I know probably hundreds of people who have lost their job on both the supplier side, like the hotels, and on the planner side. Some [planners’] specialties were so much face-to-face meetings that people didn’t figure out how to transfer to virtual. The other thing is, a lot of organizations made the decision, “We know Zoom, we don’t need as many meeting planners.”
A lot of planners are doing huge amounts of virtual meetings. What people don’t understand is, a well-designed, well-run virtual meeting takes as much work as an in-person one. More than the logistics, how do you make it interesting? How do you make it entertaining? How do you chop it up? How do you find the right speakers, who may be different speakers than those who present face-to-face? How do you use a breakout room in Zoom? What do we do with meals—do we send them gift packs and DoorDash cards and wine packages?
You can run an all-day meeting virtually. You have to know how to cue people, change screens, put up graphics.

Source material
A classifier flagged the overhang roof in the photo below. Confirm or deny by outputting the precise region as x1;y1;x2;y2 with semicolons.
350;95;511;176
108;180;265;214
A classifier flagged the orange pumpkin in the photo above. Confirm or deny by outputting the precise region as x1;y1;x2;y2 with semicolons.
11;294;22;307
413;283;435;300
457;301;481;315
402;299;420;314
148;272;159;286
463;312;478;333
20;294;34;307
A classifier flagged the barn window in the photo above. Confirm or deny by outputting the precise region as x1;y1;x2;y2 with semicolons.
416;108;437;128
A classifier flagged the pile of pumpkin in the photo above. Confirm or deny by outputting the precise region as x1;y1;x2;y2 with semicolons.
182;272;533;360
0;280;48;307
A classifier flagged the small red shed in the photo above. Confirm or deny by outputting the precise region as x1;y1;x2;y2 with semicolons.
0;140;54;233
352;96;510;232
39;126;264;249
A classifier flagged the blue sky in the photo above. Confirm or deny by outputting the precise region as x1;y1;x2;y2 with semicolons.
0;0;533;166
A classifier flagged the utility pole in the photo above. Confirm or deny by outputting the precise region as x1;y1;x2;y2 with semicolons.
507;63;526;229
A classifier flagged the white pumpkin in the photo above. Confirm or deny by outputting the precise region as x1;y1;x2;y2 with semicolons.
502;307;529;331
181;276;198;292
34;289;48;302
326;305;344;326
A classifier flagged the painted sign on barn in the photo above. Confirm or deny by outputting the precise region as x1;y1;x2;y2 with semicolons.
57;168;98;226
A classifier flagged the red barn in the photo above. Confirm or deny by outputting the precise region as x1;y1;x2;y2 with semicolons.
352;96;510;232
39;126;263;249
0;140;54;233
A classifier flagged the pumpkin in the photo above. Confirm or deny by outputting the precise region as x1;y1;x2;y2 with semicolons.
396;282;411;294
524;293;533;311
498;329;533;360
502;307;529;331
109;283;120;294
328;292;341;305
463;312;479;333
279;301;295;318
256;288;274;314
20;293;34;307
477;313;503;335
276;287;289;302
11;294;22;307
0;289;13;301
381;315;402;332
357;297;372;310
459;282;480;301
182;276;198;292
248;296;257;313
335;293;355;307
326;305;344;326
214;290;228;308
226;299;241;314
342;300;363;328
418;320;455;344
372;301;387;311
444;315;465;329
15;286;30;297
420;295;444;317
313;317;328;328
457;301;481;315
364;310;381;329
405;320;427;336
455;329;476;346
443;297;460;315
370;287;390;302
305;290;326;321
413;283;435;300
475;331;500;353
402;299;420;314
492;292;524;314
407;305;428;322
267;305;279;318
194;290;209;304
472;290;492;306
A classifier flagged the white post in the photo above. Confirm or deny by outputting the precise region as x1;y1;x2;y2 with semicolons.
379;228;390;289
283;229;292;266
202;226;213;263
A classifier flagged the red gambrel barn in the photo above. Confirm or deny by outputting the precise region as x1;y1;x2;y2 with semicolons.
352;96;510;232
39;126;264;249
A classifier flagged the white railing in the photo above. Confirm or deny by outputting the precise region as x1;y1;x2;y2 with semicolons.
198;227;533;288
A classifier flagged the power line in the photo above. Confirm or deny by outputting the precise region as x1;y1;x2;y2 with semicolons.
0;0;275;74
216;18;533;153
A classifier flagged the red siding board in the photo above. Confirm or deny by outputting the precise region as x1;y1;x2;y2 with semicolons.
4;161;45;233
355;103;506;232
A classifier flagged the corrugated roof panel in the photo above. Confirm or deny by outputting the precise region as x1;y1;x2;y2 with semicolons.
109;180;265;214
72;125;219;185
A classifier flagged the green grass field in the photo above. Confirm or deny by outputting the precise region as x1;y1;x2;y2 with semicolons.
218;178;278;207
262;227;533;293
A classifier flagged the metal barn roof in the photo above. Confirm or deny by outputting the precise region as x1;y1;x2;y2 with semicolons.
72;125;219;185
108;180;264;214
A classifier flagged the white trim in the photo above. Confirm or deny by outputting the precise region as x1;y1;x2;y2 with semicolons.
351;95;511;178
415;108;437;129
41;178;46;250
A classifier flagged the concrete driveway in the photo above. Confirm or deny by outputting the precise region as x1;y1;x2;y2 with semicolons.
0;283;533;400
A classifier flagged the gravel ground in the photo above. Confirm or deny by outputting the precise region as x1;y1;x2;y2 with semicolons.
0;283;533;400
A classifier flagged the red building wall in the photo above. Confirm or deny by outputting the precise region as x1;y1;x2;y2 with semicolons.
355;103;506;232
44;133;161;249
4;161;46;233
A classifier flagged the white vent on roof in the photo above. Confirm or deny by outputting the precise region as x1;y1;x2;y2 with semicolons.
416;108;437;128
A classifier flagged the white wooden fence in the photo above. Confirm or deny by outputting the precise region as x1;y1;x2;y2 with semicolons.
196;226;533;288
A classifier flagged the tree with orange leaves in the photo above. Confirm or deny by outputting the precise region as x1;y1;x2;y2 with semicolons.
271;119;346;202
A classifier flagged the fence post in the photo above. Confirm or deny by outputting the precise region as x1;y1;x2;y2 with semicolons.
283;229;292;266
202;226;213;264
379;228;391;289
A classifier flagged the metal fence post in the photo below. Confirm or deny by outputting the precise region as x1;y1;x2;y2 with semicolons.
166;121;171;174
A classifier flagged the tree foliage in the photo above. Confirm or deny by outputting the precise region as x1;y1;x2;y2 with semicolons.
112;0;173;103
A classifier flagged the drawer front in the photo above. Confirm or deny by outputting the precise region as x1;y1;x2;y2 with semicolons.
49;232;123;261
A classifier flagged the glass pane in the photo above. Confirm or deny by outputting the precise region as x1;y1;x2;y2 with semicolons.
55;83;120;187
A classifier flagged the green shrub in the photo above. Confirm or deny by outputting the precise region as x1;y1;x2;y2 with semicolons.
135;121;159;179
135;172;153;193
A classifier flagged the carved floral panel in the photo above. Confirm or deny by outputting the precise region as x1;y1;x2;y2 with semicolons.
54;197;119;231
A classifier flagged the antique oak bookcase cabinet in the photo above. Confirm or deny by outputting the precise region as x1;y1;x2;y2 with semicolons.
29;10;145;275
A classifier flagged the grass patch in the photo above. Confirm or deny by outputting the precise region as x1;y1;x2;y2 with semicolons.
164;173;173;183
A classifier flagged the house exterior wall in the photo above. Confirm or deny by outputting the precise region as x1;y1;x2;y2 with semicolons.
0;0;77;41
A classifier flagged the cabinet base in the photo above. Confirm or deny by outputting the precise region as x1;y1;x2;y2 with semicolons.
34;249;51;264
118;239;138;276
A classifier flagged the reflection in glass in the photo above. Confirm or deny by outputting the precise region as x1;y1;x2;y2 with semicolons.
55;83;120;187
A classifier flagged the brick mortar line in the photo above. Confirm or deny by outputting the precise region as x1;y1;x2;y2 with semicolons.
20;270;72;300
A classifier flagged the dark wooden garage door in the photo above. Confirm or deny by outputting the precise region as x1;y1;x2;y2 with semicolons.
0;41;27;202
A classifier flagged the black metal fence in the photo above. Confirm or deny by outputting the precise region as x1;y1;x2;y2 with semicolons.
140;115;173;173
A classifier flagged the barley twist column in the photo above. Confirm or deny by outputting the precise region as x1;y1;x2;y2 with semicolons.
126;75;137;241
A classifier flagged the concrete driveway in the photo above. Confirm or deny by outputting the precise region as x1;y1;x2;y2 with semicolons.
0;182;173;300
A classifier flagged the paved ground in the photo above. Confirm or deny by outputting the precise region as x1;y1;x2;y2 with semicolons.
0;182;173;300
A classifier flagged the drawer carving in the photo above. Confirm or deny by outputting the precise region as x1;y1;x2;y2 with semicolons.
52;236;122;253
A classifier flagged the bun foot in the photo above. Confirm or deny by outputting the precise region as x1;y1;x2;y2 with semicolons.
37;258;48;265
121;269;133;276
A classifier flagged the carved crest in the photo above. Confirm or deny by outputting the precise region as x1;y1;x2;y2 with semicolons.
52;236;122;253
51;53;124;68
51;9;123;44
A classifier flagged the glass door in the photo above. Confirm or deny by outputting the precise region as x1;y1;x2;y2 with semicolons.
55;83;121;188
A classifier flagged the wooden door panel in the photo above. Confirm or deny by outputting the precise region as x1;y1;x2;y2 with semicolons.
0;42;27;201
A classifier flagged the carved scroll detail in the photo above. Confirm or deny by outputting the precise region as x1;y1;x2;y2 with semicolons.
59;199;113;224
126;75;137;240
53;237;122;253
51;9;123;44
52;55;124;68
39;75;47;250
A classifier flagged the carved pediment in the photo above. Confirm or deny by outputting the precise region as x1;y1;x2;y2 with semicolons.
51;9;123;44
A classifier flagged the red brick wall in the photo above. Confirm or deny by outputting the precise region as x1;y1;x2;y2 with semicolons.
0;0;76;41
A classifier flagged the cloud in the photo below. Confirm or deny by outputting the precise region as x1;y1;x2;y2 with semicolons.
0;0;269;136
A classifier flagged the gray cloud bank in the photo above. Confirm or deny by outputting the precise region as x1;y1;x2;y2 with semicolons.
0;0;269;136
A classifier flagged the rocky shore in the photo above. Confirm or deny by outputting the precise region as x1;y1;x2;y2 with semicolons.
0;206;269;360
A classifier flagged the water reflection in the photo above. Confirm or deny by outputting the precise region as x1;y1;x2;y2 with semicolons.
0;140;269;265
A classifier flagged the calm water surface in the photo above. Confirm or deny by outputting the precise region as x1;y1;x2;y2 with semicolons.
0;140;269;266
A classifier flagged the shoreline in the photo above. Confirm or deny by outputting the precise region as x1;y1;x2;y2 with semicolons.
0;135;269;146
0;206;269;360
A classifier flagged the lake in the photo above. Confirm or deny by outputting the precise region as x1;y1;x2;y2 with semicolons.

List of tasks
1. In the passage on meeting planning, what decision did many organizations make about meeting planners?
2. List every skill that the passage on meeting planning says a person must know to run an all-day virtual meeting.

Responses to the exercise
1. They decided that because they know Zoom, they do not need as many meeting planners.

2.
- Cueing people
- Changing screens
- Putting up graphics